## Goal 1
Reproduce this passage from the motorhome forum thread word for word, from "This site is" up to and including "(May 12, 2005)".

## Extract provided
= = = = =
I don't know the full in's and outs of Ben & Lizzies PayPal account, but you'll probably find if you go through the paying process it will give you the following payment options;
1.	Pay via an existing PayPal account
2.	Set-up a new PayPal account to make a payment
3.	Pay using a credit or debit card

It is quite user friendly


----------



## MOTORHOMER (May 9, 2005)

MarcleLeisure_co_uk said:


> MOTORHOMER said:
> 
> 
> > Hi Ben & Lizzie.
> ...


Hello

When we tried to make our purchasewe had just option 1 & 2 otherwise we would have used a credit card. We tried option two & well the rest has already been told. Dont know whether there were gremlins at work that day but no way was i going to email bankinging & password data. Thats what made me wonder whether what I had succeeded in opening up was ok. I took no chances & abonded my attempt. I know of others who have had similar problems.

Ben & Lizzie have answered my post above.

Motorhomer


----------



## JustRadio (May 21, 2005)

This site is sooooo useful. I have almost decided, (if nobody buys it first), on a second user motor home and didn't know what SOG meant in the description and forgot to ask. 

I absolutely HATE that chemical smell which invades clothes and any nearby areas. Can't abide it on showground loos or in my wife's caravan, or in the porta potti I had for an earlier vehicle, (see picture of blue Bedford truck based van in the strange camper section). On that I used to survive by using the pink flushy stuff only and limiting myself to peeing aboard unless absolutely no alternative presented itself.

I'm so happy!!


----------



## Dave757 (May 12, 2005)

I have read elsewhere that the smell when emptying a SOG is very bad ,as I am a bit squeamish with the blue mix even ,this is enough to put me off.Has this aspect been exaggerated, as I dont fancy a technicolour yawn every time I dump the cassette otherwise they seem a good idea rgds deegod


----------



## JustRadio (May 21, 2005)

Dave757 said:


> I have read elsewhere that the smell when emptying a SOG is very bad ,as I am a bit squeamish with the blue mix even ,this is enough to put me off.Has this aspect been exaggerated, as I dont fancy a technicolour yawn every time I dump the cassette otherwise they seem a good idea rgds deegod


I guess we'll just have to take a deep breath and hold it! Interesting to hear from the knowledgebase though.


----------



## MOTORHOMER (May 9, 2005)

Dave757 said:


> I have read elsewhere that the smell when emptying a SOG is very bad ,as I am a bit squeamish with the blue mix even ,this is enough to put me off.Has this aspect been exaggerated, as I dont fancy a technicolour yawn every time I dump the cassette otherwise they seem a good idea rgds deegod


No problem here but we do empty regularly. Daily if possible.
= = = = =
## Goal 2
Transcribe the listing below exactly, from the line with "Would you be able to point at the house" up to and including the final line of the listing, and give only those lines.
= = = = =
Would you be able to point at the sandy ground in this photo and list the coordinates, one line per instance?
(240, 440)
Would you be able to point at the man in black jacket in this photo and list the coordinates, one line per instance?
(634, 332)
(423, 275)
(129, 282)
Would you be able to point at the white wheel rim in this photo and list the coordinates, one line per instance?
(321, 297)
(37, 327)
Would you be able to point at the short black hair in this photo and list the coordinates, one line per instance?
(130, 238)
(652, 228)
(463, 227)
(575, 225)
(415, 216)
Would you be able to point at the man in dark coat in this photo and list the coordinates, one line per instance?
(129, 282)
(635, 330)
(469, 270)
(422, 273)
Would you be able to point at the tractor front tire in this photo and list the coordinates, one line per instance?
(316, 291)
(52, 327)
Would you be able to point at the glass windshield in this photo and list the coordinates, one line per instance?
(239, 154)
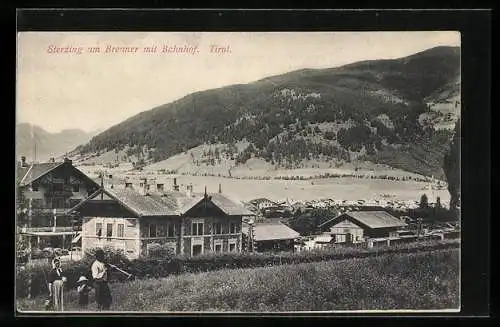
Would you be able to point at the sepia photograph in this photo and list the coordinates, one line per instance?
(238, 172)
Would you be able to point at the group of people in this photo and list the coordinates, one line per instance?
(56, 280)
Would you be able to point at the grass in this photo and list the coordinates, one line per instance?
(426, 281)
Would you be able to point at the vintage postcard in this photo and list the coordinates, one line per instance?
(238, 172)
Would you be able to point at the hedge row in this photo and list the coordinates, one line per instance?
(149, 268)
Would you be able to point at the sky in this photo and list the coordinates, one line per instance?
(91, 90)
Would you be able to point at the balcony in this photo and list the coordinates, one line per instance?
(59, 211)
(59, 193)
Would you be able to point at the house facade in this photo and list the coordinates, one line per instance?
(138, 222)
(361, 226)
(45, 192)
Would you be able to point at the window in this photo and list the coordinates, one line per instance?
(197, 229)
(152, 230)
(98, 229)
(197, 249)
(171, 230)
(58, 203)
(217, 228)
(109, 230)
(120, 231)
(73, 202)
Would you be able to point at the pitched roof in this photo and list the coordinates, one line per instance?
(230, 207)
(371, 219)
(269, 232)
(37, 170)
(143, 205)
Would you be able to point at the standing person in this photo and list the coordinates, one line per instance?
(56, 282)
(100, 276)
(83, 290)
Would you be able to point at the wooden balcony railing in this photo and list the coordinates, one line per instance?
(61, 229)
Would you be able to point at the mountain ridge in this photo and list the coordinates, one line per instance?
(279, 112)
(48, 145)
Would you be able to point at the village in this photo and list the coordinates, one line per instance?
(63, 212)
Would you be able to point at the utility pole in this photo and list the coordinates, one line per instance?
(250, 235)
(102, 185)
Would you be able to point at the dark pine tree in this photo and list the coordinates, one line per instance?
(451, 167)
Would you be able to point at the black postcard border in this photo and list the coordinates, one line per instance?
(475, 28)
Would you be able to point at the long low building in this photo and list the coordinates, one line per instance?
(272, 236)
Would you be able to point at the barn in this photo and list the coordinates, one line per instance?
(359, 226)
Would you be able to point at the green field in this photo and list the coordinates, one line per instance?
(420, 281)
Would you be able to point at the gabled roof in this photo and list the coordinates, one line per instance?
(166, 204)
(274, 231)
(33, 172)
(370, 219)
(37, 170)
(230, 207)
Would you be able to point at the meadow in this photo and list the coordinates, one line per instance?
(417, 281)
= = = = =
## Task response 1
This site is sooooo useful. I have almost decided, (if nobody buys it first), on a second user motor home and didn't know what SOG meant in the description and forgot to ask. 

I absolutely HATE that chemical smell which invades clothes and any nearby areas. Can't abide it on showground loos or in my wife's caravan, or in the porta potti I had for an earlier vehicle, (see picture of blue Bedford truck based van in the strange camper section). On that I used to survive by using the pink flushy stuff only and limiting myself to peeing aboard unless absolutely no alternative presented itself.

I'm so happy!!


----------



## Dave757 (May 12, 2005)

## Task response 2
Would you be able to point at the house facade in this photo and list the coordinates, one line per instance?
(138, 222)
(361, 226)
(45, 192)
Would you be able to point at the window in this photo and list the coordinates, one line per instance?
(197, 229)
(152, 230)
(98, 229)
(197, 249)
(171, 230)
(58, 203)
(217, 228)
(109, 230)
(120, 231)
(73, 202)
Would you be able to point at the pitched roof in this photo and list the coordinates, one line per instance?
(230, 207)
(371, 219)
(269, 232)
(37, 170)
(143, 205)
Would you be able to point at the standing person in this photo and list the coordinates, one line per instance?
(56, 282)
(100, 276)
(83, 290)
Would you be able to point at the wooden balcony railing in this photo and list the coordinates, one line per instance?
(61, 229)
Would you be able to point at the mountain ridge in this photo and list the coordinates, one line per instance?
(279, 112)
(48, 145)
Would you be able to point at the village in this photo and list the coordinates, one line per instance?
(63, 212)
Would you be able to point at the utility pole in this photo and list the coordinates, one line per instance?
(250, 235)
(102, 185)
Would you be able to point at the dark pine tree in this photo and list the coordinates, one line per instance?
(451, 167)
Would you be able to point at the black postcard border in this photo and list the coordinates, one line per instance?
(475, 28)
Would you be able to point at the long low building in this photo and list the coordinates, one line per instance?
(272, 236)
Would you be able to point at the barn in this photo and list the coordinates, one line per instance?
(359, 226)
Would you be able to point at the green field in this photo and list the coordinates, one line per instance?
(420, 281)
Would you be able to point at the gabled roof in this photo and list the coordinates, one line per instance?
(166, 204)
(274, 231)
(33, 172)
(370, 219)
(37, 170)
(230, 207)
Would you be able to point at the meadow in this photo and list the coordinates, one line per instance?
(417, 281)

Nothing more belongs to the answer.